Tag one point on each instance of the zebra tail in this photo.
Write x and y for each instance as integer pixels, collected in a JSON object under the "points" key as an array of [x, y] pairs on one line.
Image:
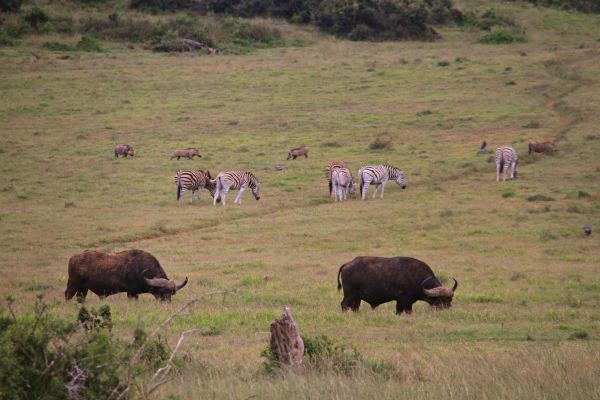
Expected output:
{"points": [[339, 273]]}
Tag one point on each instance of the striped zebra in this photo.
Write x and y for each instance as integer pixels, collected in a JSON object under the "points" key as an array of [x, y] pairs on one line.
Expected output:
{"points": [[506, 157], [379, 175], [329, 168], [236, 180], [342, 183], [193, 181]]}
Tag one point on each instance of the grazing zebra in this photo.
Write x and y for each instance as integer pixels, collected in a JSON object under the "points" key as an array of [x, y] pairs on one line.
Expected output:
{"points": [[506, 157], [329, 168], [379, 174], [342, 183], [193, 181], [235, 180]]}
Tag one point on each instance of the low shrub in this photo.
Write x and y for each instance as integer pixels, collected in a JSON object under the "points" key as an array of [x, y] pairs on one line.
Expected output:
{"points": [[57, 46], [44, 356], [87, 43]]}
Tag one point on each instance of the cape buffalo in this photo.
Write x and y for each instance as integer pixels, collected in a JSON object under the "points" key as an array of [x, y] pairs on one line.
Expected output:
{"points": [[378, 280], [131, 271]]}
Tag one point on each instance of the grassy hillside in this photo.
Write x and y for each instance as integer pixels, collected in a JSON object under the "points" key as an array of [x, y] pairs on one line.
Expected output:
{"points": [[524, 322]]}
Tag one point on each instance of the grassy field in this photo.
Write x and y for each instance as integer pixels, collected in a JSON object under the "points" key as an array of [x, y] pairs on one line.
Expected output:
{"points": [[524, 323]]}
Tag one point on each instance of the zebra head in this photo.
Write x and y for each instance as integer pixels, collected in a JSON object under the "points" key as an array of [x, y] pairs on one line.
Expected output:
{"points": [[256, 191], [399, 178]]}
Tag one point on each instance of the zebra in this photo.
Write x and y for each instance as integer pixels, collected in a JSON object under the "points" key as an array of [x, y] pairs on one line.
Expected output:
{"points": [[506, 157], [235, 180], [193, 181], [379, 174], [342, 183], [329, 168]]}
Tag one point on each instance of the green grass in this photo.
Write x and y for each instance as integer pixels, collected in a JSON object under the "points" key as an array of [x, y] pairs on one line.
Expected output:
{"points": [[527, 274]]}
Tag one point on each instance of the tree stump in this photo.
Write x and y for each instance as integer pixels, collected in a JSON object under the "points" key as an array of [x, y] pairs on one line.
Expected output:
{"points": [[286, 343]]}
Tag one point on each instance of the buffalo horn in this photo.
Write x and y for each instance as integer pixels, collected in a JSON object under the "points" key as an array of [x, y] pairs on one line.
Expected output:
{"points": [[179, 285], [439, 291]]}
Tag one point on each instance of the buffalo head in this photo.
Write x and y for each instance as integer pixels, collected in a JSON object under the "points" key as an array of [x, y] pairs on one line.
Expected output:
{"points": [[163, 289], [440, 297]]}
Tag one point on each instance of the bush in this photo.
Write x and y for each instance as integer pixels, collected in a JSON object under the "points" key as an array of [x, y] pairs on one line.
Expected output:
{"points": [[501, 36], [164, 5], [6, 40], [45, 357], [10, 5], [589, 6], [87, 43]]}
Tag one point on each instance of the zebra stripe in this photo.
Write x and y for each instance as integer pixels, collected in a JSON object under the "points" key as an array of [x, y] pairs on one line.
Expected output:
{"points": [[342, 183], [379, 175], [193, 181], [329, 168], [240, 180], [506, 157]]}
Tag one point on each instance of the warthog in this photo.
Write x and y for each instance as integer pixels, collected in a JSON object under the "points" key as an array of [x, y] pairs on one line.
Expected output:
{"points": [[123, 150], [299, 151], [541, 147], [189, 153]]}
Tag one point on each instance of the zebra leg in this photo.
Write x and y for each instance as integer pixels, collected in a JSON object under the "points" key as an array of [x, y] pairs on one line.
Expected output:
{"points": [[216, 196], [238, 198]]}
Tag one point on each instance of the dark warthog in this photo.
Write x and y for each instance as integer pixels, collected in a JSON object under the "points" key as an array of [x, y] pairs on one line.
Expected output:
{"points": [[189, 153], [378, 280], [545, 147], [299, 151], [123, 150], [131, 271]]}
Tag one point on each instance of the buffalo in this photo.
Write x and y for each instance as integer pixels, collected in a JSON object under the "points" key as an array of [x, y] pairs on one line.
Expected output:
{"points": [[124, 150], [378, 280], [131, 271]]}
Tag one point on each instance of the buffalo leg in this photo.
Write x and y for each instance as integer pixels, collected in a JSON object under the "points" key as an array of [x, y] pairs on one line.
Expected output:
{"points": [[403, 305], [81, 295]]}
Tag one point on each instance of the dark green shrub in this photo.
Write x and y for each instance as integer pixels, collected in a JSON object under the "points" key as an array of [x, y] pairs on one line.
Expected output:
{"points": [[164, 5], [10, 5], [45, 357], [36, 18]]}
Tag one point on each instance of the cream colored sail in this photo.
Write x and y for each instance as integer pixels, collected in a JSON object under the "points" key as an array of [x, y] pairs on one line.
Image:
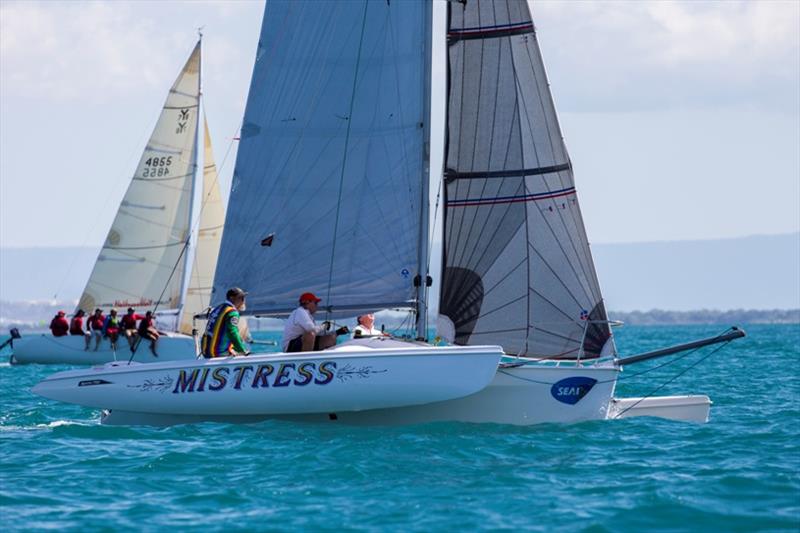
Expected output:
{"points": [[209, 235], [142, 260]]}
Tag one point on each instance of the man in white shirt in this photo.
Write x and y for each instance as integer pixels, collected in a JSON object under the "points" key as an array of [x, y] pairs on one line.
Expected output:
{"points": [[302, 334], [365, 327]]}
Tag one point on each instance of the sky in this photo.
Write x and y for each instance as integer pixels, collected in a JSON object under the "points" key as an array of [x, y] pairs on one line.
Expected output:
{"points": [[682, 118]]}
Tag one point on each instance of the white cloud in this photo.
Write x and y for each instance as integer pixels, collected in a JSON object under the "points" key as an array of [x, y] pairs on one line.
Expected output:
{"points": [[66, 49], [667, 54]]}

= = = = = = =

### Directions
Output all of the data exactly. Skip the pictures.

### Reply to the exercise
Tag one point on each instance of the zebra tail in this photo.
Write x and y for each instance as integer pixels, collected in a JSON object under the "points" key as an array of [x, y] pairs on one line.
Image:
Expected output:
{"points": [[339, 273]]}
Tag one point on each instance of the striped zebra in this photo.
Write x and y for each instance as integer pixels, collected in a JSON object under the "points" key as an array of [x, y] pairs on one line.
Expected output:
{"points": [[506, 157], [379, 175], [329, 168], [236, 180], [342, 183], [193, 181]]}
Tag one point on each instance of the grazing zebra in this photo.
Write x and y for each instance as integer pixels, collected in a JSON object under the "points" key as an array of [x, y] pairs on one line.
Expected output:
{"points": [[506, 157], [329, 168], [379, 174], [342, 183], [193, 181], [235, 180]]}
Tag one point on each instance of the low shrub in this photo.
Write x and y for each instance as integer pixels, collected in a JSON object under the "points" key as an array of [x, y] pairs on one line.
Expected output:
{"points": [[57, 46], [44, 356], [87, 43]]}
Tag one point on each instance of the cape buffalo in this photo.
Write x and y for each instance as integer pixels, collected in a JSON object under the "points" key as an array of [x, y] pairs on one line.
Expected output:
{"points": [[378, 280], [131, 271]]}
Tag one point on each instance of the grassy hillside in this photo.
Write x and y for each instance as integer pixels, collected in a JSON object under the "points" key as an array of [x, y] pairs on one line.
Expected output:
{"points": [[524, 322]]}
Tag one point on each instance of the grassy field in this photo.
Write x and y for each instance as integer pixels, collected in a JSON object under the "points" key as an array of [x, y] pairs on one line.
Expected output:
{"points": [[524, 323]]}
Tag one point on each instance of the zebra head in this photo.
Write x and y for each instance as integer pixels, collected in a JSON object under the "points" key as an array of [x, y] pairs on one line.
Expected output:
{"points": [[256, 191], [399, 178]]}
Tag one point on each instance of the zebra in this photo.
Write x and y for each instance as integer pixels, collected in a JSON object under the "points" key as an array of [x, y] pairs on one line.
Expected output:
{"points": [[506, 157], [235, 180], [193, 181], [379, 174], [342, 183], [329, 168]]}
Tag one point on each instance of the green grass in this photo.
Write x and y for each instance as integer pixels, collected in a JSON object under the "points" key as an array of [x, y] pairs on one line.
Expected output:
{"points": [[527, 274]]}
Tag one point on each instance of the tree stump in this photo.
Write x and y for each instance as integer pixels, collected in a JSON object under the "points" key as an array of [x, y] pairs on one line.
Expected output:
{"points": [[286, 343]]}
Tag one point on each instance of the buffalo horn in this photo.
Write x and y for each instance as integer pixels, collected in a JSON object under the "points" key as an array of [x, y] pairs on one line.
Expected output:
{"points": [[179, 285], [439, 291]]}
Tag one point on each instance of the buffalo head in this photo.
Write x and y for each instance as integer pixels, collected in a JSON object under the "points" key as an array of [x, y] pairs on one line.
Expected output:
{"points": [[163, 289], [440, 297]]}
Tag one point on each instance of the bush in this photo.
Write x and y for each instance as integer pixels, collected in a JSON object under the "points" key as an array of [x, y] pairs on one line.
Expected output:
{"points": [[501, 36], [164, 5], [6, 40], [45, 357], [10, 5], [589, 6], [87, 43]]}
Tag one point on each instance of the zebra stripe in this photo.
Write x and y for each instance as integer pixels, collected in a JSON object under the "points" key as an array of [x, y] pairs on one line.
Expected output:
{"points": [[342, 183], [379, 175], [193, 181], [329, 168], [240, 180], [506, 157]]}
Tag one point on each instance of the warthog in this photo.
Write x and y for each instance as integer pixels, collected in a JSON object under the "points" key as an array of [x, y] pairs on one line.
Expected output:
{"points": [[123, 150], [299, 151], [541, 147], [189, 153]]}
Tag one point on each instance of the zebra leg in this photo.
Write x and y for each instance as integer pixels, collected in a JSON object under the "points" key as an array of [x, y] pairs on one line.
Expected output:
{"points": [[216, 196], [238, 198]]}
Tag one point on each instance of the dark warthog in this photo.
Write x and y for each instance as integer pixels, collected in a JSON object under the "points" key as an array of [x, y] pairs on one line.
Expected output:
{"points": [[189, 153], [378, 280], [545, 147], [299, 151], [123, 150], [131, 271]]}
Tag one point on each instance of the buffalo in this photo.
Write x and y for each instance as integer pixels, collected in a JSON object under the "points" key as an array of [x, y] pairs on one line.
Expected output:
{"points": [[124, 150], [378, 280], [131, 271]]}
Tag one point on each instance of the buffalo leg in this photo.
Write x and y for each instance as integer pixels, collected in a JSON object under the "points" key as an array of [x, y] pairs on one line.
Expected output:
{"points": [[403, 305], [81, 295]]}
Tag one point on each instance of the dark green shrub in this photo.
Write x and y for each instance as integer pixels, collected in a JSON object under the "points" key as an array of [x, y] pairs on one line.
Expected output:
{"points": [[164, 5], [10, 5], [45, 357], [36, 18]]}
Tag one point on each instance of the cream colored sail in this photo.
Write x and y for each instance as integer pixels, collected in a JSON object under the "points" key as an array of [x, y] pairs on one line.
Image:
Expected output:
{"points": [[209, 235], [142, 260]]}
Tag one point on each instance of the man in white shirt in this photo.
Write x and y for each instance as integer pixels, collected in a JSON object under the "points" key as an array of [x, y] pairs on one line.
Expected output:
{"points": [[302, 334], [365, 327]]}
Tag one point on each instance of the sky in this photo.
Write x and y for each instance as integer pixels, collected in a JSON object under the "points" key as an array of [x, y] pairs on one line.
Expected output:
{"points": [[682, 118]]}
Tag one point on each instance of the white cloud in this photo.
Write x and y for each instance as integer pixels, collected in a JSON object under the "points" key as an array of [x, y] pairs on one line.
Expected output:
{"points": [[66, 49], [667, 54]]}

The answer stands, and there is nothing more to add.